Task to complete |
Only the lines below, from the one with "Target: player's head" through the one with "Target: player's leg", are to be written out, exactly.

── Record excerpts ──

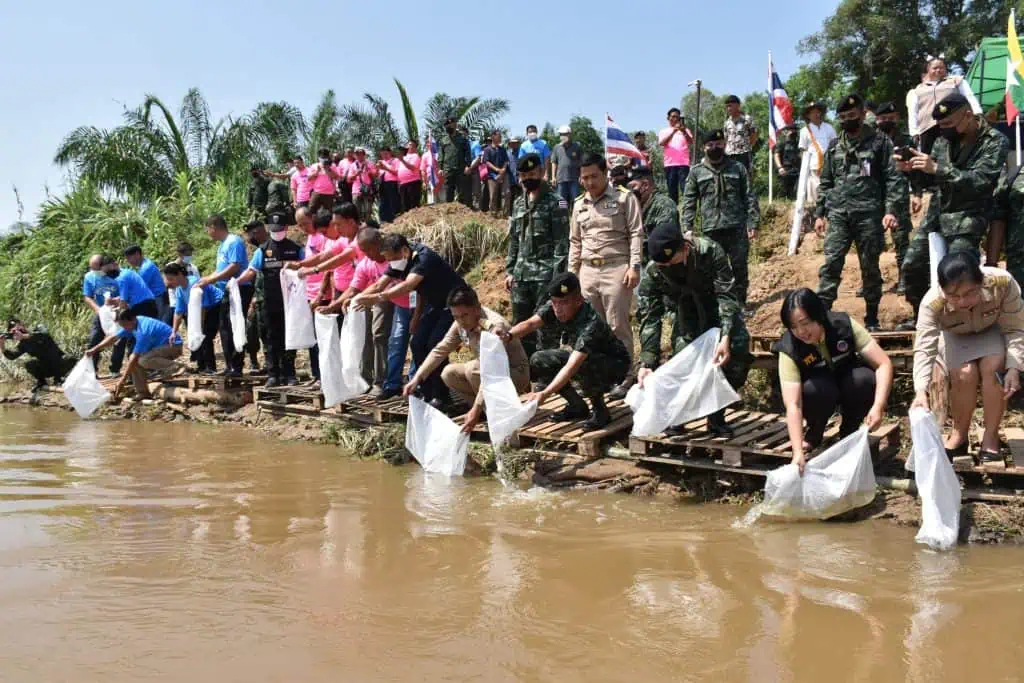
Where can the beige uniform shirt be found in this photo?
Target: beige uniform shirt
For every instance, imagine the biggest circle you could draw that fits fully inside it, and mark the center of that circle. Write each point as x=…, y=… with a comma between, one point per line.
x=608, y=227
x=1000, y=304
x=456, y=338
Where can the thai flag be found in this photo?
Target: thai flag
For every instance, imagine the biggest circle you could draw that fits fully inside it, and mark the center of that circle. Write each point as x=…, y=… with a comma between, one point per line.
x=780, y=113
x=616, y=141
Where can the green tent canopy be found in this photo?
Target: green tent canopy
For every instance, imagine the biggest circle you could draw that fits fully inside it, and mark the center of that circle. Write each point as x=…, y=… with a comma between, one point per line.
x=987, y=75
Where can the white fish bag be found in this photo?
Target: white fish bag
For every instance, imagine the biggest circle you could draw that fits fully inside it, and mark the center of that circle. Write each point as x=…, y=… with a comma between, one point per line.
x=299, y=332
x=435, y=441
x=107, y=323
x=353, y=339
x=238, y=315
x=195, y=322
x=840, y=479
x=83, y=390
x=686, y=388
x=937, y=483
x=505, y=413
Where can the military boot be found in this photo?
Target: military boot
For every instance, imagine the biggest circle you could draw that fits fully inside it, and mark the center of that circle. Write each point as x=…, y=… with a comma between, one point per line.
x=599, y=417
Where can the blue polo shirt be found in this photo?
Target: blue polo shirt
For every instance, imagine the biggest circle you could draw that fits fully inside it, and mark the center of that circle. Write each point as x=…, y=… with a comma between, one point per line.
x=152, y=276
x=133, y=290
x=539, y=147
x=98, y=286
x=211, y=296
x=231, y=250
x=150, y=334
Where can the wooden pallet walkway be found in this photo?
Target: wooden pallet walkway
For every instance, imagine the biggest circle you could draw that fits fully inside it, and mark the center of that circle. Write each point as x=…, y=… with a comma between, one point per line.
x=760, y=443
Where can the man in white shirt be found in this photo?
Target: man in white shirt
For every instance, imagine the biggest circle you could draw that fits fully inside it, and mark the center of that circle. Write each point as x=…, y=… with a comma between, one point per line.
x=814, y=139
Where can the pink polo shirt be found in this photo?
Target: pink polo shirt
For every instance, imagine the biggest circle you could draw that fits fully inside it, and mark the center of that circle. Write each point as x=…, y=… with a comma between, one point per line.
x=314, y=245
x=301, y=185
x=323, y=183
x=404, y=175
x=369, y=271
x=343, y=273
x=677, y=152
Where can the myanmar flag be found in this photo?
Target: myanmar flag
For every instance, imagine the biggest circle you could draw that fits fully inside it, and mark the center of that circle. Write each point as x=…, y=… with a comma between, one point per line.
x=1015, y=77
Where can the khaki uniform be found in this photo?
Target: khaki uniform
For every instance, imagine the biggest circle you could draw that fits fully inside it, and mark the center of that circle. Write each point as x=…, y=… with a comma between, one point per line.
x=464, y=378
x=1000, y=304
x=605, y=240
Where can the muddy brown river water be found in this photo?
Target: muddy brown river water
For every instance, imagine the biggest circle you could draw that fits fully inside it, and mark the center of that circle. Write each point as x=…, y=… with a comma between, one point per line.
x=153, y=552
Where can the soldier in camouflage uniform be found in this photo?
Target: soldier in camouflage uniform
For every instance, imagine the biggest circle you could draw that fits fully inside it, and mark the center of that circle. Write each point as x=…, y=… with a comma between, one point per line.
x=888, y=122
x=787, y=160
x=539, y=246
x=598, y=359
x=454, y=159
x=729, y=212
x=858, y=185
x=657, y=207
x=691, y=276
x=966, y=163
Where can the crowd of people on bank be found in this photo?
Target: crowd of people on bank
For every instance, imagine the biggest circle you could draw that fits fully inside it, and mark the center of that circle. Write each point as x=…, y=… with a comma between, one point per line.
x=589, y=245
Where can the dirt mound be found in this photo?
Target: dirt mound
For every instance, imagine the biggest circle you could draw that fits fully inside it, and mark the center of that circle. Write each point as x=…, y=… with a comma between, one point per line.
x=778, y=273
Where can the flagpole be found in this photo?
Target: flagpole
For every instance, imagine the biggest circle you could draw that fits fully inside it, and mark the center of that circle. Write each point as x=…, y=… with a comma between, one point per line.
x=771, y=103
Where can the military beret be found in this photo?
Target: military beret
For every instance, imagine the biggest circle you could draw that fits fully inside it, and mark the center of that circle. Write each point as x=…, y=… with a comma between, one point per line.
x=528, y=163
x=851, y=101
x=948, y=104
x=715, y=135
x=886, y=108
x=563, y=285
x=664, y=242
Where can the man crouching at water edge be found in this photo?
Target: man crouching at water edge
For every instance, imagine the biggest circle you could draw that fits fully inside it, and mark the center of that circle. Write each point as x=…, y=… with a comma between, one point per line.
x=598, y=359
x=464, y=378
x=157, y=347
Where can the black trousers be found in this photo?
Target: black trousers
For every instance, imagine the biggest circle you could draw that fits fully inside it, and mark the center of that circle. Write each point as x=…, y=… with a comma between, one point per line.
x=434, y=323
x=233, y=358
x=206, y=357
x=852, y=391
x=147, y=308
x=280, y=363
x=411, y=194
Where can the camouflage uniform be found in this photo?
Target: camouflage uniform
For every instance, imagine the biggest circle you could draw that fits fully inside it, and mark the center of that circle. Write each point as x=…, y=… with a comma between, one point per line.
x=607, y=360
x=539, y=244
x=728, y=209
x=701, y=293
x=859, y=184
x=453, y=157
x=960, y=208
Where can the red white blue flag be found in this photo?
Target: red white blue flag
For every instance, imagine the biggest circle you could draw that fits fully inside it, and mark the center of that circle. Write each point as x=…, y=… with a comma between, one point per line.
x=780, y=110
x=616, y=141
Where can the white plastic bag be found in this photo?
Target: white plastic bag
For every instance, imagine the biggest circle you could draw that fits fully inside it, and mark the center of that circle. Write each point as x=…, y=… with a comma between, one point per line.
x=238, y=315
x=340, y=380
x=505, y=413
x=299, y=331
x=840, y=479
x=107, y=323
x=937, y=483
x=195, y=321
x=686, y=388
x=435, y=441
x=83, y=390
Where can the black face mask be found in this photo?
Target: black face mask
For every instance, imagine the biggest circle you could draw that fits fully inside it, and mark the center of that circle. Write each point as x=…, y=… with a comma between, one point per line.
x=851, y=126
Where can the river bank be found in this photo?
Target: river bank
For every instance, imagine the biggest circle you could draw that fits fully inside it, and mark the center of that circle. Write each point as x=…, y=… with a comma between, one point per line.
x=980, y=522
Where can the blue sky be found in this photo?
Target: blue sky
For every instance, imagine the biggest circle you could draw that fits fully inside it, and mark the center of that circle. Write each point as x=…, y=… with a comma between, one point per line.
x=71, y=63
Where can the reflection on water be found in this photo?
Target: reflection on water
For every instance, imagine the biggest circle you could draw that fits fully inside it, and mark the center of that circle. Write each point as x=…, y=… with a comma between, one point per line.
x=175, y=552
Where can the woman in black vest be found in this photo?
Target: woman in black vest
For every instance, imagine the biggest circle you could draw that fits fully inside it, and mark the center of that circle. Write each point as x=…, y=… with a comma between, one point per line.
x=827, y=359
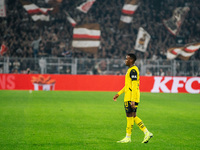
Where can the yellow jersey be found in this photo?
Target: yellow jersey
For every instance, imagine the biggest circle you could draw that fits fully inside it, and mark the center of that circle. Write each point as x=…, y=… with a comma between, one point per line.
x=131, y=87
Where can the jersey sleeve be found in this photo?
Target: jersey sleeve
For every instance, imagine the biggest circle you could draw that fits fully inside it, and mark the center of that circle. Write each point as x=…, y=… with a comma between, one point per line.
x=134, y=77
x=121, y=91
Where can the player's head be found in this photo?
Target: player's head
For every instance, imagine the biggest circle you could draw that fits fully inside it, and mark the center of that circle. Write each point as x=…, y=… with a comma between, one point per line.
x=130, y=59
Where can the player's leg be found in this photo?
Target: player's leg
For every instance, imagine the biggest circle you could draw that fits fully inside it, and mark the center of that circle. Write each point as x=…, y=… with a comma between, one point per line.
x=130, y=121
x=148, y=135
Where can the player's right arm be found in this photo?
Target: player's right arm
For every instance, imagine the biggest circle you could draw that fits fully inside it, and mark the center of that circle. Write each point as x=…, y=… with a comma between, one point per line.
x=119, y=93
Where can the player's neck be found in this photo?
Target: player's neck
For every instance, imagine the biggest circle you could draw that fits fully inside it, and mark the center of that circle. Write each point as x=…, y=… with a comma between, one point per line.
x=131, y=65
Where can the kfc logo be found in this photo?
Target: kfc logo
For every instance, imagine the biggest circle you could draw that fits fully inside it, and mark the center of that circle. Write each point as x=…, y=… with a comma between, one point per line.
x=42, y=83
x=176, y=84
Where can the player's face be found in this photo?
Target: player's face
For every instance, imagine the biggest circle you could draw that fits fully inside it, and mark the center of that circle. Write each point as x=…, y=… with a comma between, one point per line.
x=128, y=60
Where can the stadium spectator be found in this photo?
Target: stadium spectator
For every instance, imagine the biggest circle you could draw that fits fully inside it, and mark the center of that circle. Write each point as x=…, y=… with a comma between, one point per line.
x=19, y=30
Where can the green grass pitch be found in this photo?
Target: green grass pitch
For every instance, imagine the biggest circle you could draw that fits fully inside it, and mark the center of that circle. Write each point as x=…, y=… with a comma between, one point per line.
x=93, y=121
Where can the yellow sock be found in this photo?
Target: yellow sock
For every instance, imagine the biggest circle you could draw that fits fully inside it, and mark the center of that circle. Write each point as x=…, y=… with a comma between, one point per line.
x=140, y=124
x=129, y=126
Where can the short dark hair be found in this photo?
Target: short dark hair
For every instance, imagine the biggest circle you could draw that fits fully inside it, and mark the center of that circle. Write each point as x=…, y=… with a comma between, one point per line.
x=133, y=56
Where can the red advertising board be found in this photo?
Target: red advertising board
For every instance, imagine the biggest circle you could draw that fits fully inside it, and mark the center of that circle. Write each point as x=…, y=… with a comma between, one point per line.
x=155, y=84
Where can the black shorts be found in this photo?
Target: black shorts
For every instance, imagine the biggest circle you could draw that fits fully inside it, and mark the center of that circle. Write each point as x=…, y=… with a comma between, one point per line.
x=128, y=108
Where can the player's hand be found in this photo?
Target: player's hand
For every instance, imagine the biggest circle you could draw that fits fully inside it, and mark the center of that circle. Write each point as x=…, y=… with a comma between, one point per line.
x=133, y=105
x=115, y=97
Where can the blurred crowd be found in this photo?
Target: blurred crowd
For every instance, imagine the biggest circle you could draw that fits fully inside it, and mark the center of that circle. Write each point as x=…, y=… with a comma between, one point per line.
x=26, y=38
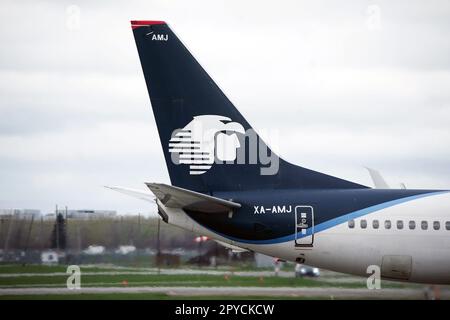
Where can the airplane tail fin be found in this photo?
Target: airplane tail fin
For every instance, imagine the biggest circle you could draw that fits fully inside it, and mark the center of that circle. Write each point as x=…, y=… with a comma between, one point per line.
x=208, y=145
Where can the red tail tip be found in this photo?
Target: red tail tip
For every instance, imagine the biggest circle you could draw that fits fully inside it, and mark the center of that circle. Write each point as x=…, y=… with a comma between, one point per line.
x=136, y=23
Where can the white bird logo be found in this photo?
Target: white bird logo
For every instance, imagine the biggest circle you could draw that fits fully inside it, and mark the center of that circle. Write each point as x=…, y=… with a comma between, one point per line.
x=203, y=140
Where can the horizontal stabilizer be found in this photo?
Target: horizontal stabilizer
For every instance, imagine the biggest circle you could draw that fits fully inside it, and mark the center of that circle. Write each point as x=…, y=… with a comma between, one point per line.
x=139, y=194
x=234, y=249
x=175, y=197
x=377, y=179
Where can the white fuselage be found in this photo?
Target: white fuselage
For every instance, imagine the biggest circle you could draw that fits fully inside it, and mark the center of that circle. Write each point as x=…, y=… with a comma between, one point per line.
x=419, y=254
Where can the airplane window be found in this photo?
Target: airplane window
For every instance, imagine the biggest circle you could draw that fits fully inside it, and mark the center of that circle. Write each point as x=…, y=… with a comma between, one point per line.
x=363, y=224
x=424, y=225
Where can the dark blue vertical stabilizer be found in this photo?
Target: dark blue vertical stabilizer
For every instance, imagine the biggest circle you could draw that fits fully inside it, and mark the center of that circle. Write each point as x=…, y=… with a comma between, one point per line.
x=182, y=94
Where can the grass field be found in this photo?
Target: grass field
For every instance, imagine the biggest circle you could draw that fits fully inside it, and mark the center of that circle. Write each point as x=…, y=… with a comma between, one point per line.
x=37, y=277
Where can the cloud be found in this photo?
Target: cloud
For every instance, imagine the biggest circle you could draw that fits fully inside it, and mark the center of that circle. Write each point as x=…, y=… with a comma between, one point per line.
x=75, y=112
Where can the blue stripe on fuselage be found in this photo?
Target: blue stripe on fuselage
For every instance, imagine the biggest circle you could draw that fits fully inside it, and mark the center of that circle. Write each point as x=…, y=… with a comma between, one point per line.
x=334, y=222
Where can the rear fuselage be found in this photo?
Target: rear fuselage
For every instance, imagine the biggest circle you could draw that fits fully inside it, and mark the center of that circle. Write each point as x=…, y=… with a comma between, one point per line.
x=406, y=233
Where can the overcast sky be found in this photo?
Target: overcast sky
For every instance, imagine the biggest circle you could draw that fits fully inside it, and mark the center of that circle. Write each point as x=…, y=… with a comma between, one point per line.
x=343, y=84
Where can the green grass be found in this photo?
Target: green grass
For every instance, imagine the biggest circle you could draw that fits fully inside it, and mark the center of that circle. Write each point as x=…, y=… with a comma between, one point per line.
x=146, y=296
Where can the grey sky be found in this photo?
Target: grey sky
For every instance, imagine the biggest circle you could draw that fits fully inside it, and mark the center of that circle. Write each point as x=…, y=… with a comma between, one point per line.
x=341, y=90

───

Answer area |
Target: player's head
For every instance, imagine the biggest circle you could draw that fits fully inside it, and mark the center of that circle. Write each point as x=…, y=… with a comma between, one point per line.
x=130, y=59
Where can the player's leg be found in this photo?
Target: player's leg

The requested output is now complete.